YOUR TASK
Show all lines of the listing that contain the word "green".
══ EXERCISE DATA ══
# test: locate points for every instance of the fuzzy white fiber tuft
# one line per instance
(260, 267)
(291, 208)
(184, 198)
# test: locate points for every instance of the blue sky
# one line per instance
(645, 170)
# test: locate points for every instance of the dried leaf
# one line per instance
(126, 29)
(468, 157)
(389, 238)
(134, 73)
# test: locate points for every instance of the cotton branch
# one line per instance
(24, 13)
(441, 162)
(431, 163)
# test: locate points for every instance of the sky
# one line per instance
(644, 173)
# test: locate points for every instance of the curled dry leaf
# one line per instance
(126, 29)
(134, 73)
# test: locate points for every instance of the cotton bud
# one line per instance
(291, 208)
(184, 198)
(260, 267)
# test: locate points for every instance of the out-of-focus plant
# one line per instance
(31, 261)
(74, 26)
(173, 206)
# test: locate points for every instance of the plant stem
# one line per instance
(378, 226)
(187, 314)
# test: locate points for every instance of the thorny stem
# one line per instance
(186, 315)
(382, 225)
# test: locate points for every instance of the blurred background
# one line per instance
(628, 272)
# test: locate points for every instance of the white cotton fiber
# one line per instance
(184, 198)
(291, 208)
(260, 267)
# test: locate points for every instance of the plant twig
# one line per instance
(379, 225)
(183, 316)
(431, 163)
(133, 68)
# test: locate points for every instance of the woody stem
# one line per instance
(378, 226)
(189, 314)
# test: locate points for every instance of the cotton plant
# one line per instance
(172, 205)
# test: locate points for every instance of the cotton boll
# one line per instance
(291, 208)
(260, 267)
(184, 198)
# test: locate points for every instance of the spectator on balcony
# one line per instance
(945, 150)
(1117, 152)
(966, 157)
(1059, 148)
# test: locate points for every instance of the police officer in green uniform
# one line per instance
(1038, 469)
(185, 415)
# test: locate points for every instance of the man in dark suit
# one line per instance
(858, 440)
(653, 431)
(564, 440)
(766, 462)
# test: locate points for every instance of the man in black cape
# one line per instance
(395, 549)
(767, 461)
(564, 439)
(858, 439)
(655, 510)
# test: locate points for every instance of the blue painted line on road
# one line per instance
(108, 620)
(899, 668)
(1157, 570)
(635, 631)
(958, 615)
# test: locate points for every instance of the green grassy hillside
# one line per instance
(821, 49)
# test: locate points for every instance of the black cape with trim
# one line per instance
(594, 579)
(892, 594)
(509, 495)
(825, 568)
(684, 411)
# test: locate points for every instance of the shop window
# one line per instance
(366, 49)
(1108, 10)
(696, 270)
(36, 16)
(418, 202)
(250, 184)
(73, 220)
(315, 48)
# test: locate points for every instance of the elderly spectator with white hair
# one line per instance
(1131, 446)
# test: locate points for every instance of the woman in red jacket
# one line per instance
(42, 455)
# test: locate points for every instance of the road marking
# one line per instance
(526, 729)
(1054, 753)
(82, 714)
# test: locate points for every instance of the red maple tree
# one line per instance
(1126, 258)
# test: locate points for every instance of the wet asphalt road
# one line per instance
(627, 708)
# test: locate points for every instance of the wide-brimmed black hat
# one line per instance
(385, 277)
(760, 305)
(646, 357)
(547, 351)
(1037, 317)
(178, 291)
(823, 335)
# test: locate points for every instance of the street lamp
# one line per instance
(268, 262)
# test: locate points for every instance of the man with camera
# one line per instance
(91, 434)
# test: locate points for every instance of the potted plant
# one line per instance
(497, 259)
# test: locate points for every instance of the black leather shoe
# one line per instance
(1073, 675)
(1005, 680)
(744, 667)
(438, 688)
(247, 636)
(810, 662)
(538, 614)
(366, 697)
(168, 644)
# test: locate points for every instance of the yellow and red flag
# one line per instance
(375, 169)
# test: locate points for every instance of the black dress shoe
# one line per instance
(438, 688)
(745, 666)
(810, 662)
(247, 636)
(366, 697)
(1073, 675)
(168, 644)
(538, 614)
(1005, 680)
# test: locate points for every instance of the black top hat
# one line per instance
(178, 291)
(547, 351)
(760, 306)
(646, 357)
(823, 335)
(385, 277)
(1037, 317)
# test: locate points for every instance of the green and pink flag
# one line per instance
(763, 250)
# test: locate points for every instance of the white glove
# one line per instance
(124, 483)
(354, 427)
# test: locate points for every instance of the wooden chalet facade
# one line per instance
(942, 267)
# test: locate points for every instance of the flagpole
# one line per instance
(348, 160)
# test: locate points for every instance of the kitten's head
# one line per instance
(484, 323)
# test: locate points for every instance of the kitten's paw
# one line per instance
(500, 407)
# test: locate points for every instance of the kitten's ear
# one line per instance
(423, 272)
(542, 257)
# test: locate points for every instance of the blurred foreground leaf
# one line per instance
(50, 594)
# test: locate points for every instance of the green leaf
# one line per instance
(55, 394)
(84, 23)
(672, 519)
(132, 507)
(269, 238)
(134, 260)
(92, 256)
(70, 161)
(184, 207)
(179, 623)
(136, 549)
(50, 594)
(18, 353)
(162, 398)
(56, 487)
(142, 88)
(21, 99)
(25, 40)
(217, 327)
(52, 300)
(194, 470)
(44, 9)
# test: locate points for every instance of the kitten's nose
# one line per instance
═══
EXPECTED ANSWER
# test: locate points for every instance of the police officer in green uniform
# test: locate points for every instance of the green grassy hillside
# test: locate points for every instance of the green and pink flag
# test: locate points for every instance of the green leaf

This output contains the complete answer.